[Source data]
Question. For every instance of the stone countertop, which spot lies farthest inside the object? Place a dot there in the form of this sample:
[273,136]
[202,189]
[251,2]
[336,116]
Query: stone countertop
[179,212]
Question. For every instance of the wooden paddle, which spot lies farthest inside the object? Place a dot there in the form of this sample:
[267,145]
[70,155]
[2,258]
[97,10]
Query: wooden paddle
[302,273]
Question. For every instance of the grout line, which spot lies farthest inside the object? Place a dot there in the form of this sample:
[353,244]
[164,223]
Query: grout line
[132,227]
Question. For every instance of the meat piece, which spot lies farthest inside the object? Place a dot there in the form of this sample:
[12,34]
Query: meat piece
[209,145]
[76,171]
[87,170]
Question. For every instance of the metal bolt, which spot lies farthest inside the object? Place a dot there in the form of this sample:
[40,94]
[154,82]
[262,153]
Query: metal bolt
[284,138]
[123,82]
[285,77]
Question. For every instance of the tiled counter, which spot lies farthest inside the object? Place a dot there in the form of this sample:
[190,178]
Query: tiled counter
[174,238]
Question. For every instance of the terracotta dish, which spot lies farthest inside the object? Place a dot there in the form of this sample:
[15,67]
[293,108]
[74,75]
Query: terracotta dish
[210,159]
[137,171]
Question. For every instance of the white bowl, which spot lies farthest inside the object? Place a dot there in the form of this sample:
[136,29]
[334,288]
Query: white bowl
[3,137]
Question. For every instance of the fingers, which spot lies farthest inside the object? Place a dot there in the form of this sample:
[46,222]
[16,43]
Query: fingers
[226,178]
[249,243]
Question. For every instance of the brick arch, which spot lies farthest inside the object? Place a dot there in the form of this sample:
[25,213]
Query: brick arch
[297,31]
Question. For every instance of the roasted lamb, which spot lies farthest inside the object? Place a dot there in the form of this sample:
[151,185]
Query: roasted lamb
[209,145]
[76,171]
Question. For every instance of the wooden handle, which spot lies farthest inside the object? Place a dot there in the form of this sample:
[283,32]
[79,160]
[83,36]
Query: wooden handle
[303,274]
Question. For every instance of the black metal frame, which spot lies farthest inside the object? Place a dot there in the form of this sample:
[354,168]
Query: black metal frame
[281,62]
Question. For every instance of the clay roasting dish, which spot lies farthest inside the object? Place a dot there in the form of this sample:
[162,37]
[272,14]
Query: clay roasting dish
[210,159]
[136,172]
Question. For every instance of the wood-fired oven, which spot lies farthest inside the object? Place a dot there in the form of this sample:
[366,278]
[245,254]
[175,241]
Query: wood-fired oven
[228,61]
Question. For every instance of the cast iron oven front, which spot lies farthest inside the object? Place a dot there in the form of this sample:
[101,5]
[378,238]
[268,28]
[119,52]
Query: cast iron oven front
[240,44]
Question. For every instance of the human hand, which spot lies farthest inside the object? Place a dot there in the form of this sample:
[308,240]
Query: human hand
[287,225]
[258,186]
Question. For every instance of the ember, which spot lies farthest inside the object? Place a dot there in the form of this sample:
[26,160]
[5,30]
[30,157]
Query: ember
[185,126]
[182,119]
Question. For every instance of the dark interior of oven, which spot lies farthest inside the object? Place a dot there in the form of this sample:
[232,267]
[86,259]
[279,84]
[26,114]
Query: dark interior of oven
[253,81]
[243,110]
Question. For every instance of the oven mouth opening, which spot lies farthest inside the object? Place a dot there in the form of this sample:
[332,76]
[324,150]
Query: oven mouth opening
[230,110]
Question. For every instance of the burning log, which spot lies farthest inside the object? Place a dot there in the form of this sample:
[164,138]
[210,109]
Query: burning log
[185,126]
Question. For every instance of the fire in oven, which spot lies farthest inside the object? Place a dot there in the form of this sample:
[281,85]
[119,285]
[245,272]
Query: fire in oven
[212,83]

Task details: Could you rewrite the data, from the line containing "Question. For every instance of the dark" through the last line, as a Markdown table with the columns Row and Line, numbering each row and skipping blank lines?

Answer:
| Row | Line |
|---|---|
| 1 | Question. For every instance of the dark interior of oven, which spot lies farthest inside the object? Place a dot there in the form of this sample: |
| 2 | [232,267] |
| 3 | [86,259] |
| 4 | [279,84] |
| 5 | [26,114] |
| 6 | Query: dark interior of oven |
| 7 | [253,81] |
| 8 | [243,110] |
| 9 | Question. For every instance of the oven mouth opening, which spot lies farthest inside the object? Place a dot there in the form of this sample: |
| 10 | [332,76] |
| 11 | [324,150] |
| 12 | Query: oven mouth opening |
| 13 | [230,110] |
| 14 | Question. For every instance of the burning log, which spot lies farthest inside the object? Place a dot there in the form of this sample: |
| 15 | [164,138] |
| 16 | [210,109] |
| 17 | Query: burning log |
| 18 | [185,126] |
| 19 | Question. For every instance of the fire in oven, which spot lies farthest inside the object? Place a dot there in the form of this sample: |
| 20 | [281,85] |
| 21 | [119,285] |
| 22 | [245,272] |
| 23 | Query: fire in oven |
| 24 | [212,83] |